# INSTRUCTIONS FOR THE TASK
What are the lines, copied exactly, from the one containing "[ ] integer" through the last line of the records below, both included?

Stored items
┌──
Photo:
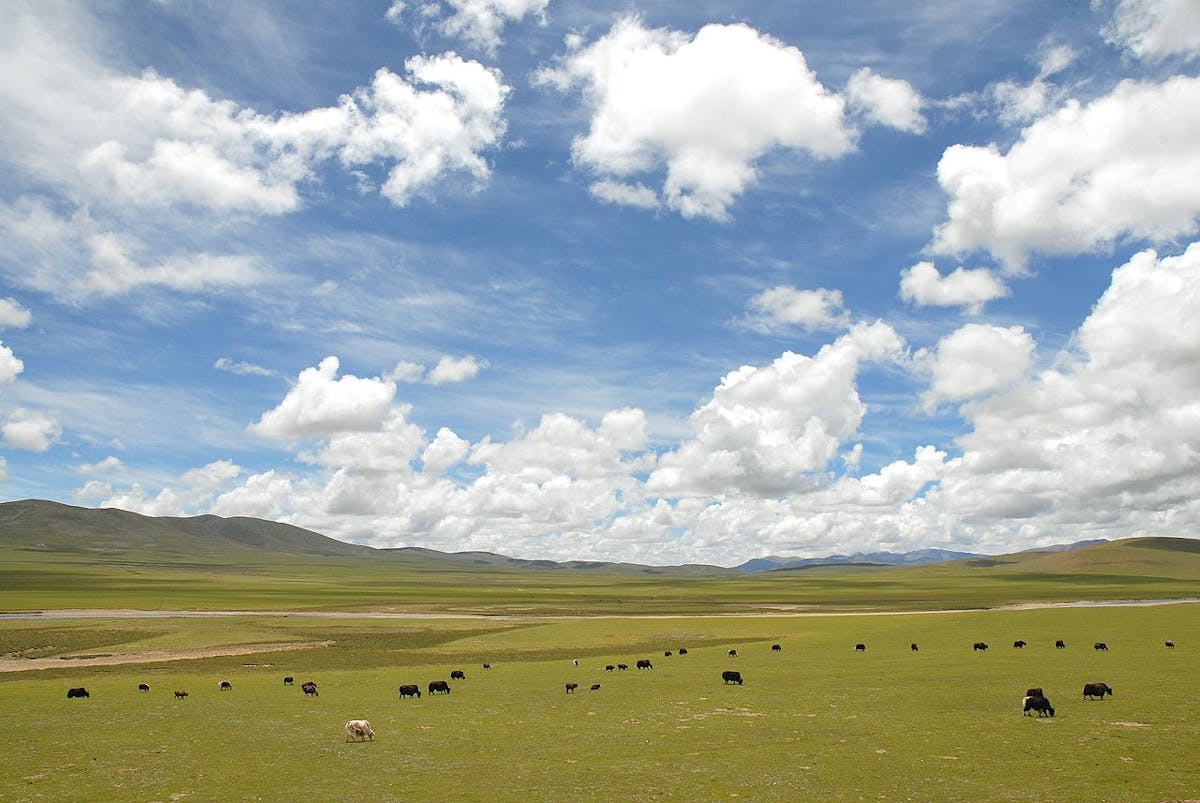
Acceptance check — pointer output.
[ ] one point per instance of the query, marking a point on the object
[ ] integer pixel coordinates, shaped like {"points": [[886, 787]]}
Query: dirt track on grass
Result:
└──
# OUTPUT OF THE TASK
[ ] integer pixel coordinates, shaped like {"points": [[886, 787]]}
Query: dirt track on grass
Result:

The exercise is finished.